Directions: Every entry that follows must be written out exactly, apart from its pictures.

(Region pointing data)
▬▬▬▬▬▬▬▬▬▬

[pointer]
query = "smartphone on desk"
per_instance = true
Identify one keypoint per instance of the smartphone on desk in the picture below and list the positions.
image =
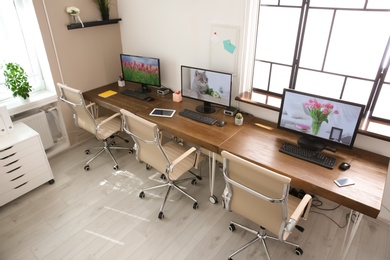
(344, 182)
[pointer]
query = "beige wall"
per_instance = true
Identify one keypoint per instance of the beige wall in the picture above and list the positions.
(87, 57)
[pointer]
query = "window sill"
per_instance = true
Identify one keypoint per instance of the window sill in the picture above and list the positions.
(371, 128)
(18, 105)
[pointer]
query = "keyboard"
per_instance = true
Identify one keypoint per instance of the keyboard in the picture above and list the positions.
(209, 120)
(135, 94)
(308, 155)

▬▬▬▬▬▬▬▬▬▬

Answer to this task:
[pointer]
query = "smartphone on desk"
per_instance = true
Identify one keypoint per instance of the smartphone on desk in the picture below and list the positions.
image =
(344, 182)
[pointer]
query = "beige wall"
per_instance = true
Identify one keypoint per instance of the beige wall in the picture above and list the positions.
(87, 57)
[pointer]
query = "window sill"
per_instance = true
Identify one keypoint per instance of the window sill in the picture above and list the positions.
(371, 128)
(18, 105)
[pointer]
query = "keyboard"
per_instance = true
Identify one keypoint per instance of the keyboard in the picture above and list the positions.
(209, 120)
(135, 94)
(308, 155)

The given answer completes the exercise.